Supplied passage –
"""
Siddhant A. Joshi starts his series of the modern military history of India by looking at Indian Campaigns of 1897 and the Bravery of the Sikh Infantry.

Subadars (Sikhs) and Gunners (Punjabi Muslims) in the 1890s..

Introduction

Since the British and Indian Armies rarely fought alone, the technologies, techniques and tactics used by either one of them became commonplace in both. Not only that, but their military history also became inextricably interlinked and both armies developed processes that were born of their shared experience – processes and doctrines and traditions that stand to this day. The British Army commemorates the many contributions, sacrifices and stories of Indian soldiers with just as many memorials to Indians as there are to Brits. The Indian Army too does the same and has, in fact, kept many units that were raised by the British.

However, not many outside the armed forces know of this. That is the aim of this – to bring to light that which should long ago have been known.
"""
Extracted data –
"""
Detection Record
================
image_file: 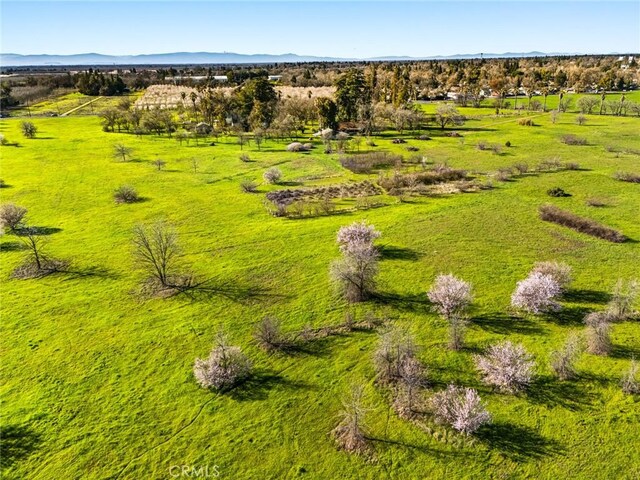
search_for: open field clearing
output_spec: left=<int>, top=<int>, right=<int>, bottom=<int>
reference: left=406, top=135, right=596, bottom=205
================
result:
"""
"""
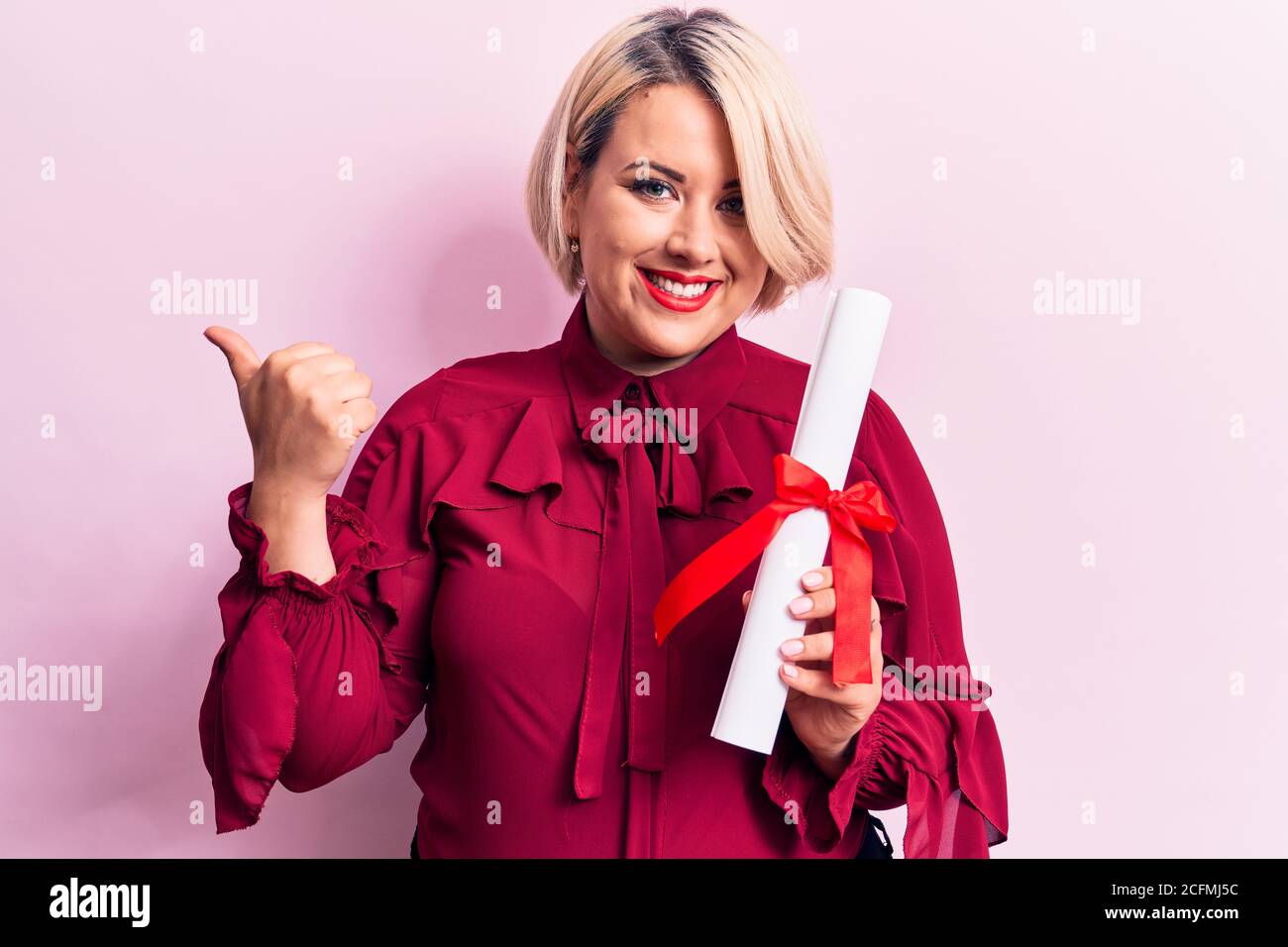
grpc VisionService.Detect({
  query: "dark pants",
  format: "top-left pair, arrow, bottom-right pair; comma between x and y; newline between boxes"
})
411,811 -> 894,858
"""
Complete the following –
- a) In the passage on India's modern military history, what has the Indian Army kept that the British originally raised?
- b) Repeat the passage on India's modern military history from "Siddhant A. Joshi" to "by the British.".
- c) Proceed with the passage on India's modern military history, writing on from its final sentence.
These rows come from a different source than the text.

Task responses –
- a) It has kept many units that were raised by the British.

- b)
Siddhant A. Joshi starts his series of the modern military history of India by looking at Indian Campaigns of 1897 and the Bravery of the Sikh Infantry.

Subadars (Sikhs) and Gunners (Punjabi Muslims) in the 1890s..

Introduction

Since the British and Indian Armies rarely fought alone, the technologies, techniques and tactics used by either one of them became commonplace in both. Not only that, but their military history also became inextricably interlinked and both armies developed processes that were born of their shared experience – processes and doctrines and traditions that stand to this day. The British Army commemorates the many contributions, sacrifices and stories of Indian soldiers with just as many memorials to Indians as there are to Brits. The Indian Army too does the same and has, in fact, kept many units that were raised by the British.

- c)
The Frontier Campaign – Beginnings

To understand this little-known campaign, one must first understand an area of the Indian Subcontinent that was then called the North West Frontier Province or the NWFP. It was an area that had formed just south of the intersection of the Karakorum and Pamir Mountains and just north of the Hindu Kush Mountains and had long been used as a gateway for invasions since it stood between mountains that have been impassable for large armies for centuries. It quickly became the frontier of British India – lands ungoverned by any state and occupied only by tribes of armed Pashtuns.

It was the natural path into India from Afghanistan and its existence posed a threat to the existence of British Rule in India for one reason alone – the Great Game. During this period, the Russians and the British were playing a long-running and high-stakes chess match in Afghanistan for control of the country. Whoever controlled Afghanistan would control not only India’s North Western border but Russia’s southern border.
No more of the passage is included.